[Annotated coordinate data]
-------

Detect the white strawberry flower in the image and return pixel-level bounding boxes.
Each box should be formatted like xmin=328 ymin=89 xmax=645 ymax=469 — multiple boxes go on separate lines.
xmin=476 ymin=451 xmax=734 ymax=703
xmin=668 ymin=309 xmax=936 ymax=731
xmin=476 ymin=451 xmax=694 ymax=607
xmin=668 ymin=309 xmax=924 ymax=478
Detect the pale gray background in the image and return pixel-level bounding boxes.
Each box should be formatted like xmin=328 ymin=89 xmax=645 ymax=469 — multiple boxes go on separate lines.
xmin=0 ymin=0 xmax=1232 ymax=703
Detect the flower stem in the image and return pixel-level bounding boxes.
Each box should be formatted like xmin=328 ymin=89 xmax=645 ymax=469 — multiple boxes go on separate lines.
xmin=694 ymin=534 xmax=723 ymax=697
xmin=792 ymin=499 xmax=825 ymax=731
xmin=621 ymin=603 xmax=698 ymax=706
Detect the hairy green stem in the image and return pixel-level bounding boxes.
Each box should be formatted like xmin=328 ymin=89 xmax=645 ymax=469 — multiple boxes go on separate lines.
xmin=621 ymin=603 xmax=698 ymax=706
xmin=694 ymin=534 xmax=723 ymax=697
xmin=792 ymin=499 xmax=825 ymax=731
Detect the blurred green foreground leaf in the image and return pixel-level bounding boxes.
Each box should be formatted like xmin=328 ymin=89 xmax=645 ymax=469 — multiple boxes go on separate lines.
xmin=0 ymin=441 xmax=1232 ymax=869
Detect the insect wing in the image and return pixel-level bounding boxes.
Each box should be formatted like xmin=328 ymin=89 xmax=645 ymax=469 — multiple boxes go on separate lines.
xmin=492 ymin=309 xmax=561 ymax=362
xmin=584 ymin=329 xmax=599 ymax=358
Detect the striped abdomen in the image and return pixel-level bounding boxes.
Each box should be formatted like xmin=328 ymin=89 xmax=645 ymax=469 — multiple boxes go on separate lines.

-------

◆ **Exercise prompt**: Please rewrite all of the data above as a numbered list, omitting any blank lines.

◆ **Completed task**:
1. Detect the white strawberry flower in the image and return pixel-level bounding boxes.
2. Each box should be formatted like xmin=328 ymin=89 xmax=645 ymax=469 — multiple boxes go on separate lines.
3. xmin=476 ymin=451 xmax=734 ymax=703
4. xmin=668 ymin=309 xmax=936 ymax=731
5. xmin=476 ymin=451 xmax=694 ymax=607
6. xmin=668 ymin=309 xmax=924 ymax=478
7. Detect the pale gray background in the image and return pixel-level bounding boxes.
8. Each box should be formatted like xmin=328 ymin=89 xmax=645 ymax=469 — multiple boxes go on separate lines.
9. xmin=0 ymin=0 xmax=1232 ymax=703
10. Detect the flower stem in the image and return pixel-level bounding boxes.
11. Each box should be formatted like xmin=328 ymin=89 xmax=645 ymax=469 — multiple boxes go on separate lines.
12. xmin=694 ymin=534 xmax=723 ymax=697
13. xmin=792 ymin=499 xmax=825 ymax=731
14. xmin=621 ymin=603 xmax=698 ymax=706
15. Detect the hairy green stem in the image and return pixel-level bounding boxes.
16. Each box should be formatted like xmin=328 ymin=89 xmax=645 ymax=469 — multiple boxes go on separate lines.
17. xmin=621 ymin=603 xmax=698 ymax=706
18. xmin=694 ymin=534 xmax=723 ymax=697
19. xmin=792 ymin=499 xmax=825 ymax=731
20. Detect the blurred green foreground leaf in the image and return pixel-level bounding boxes.
21. Each box should be formatted like xmin=328 ymin=89 xmax=645 ymax=469 — multiple boxes go on separate lines.
22. xmin=0 ymin=441 xmax=1232 ymax=869
23. Detect the insect wing in the image and return pixel-level bounding boxes.
24. Each box should be formatted like xmin=328 ymin=89 xmax=645 ymax=469 — multiple boxes go on separate lines.
25. xmin=492 ymin=309 xmax=561 ymax=362
26. xmin=584 ymin=329 xmax=599 ymax=358
27. Detect the striped abdomen in the image and return pixel-level bounding boxes.
28. Each box should be formatted like xmin=328 ymin=89 xmax=645 ymax=469 — multiple boxes go on separate lines.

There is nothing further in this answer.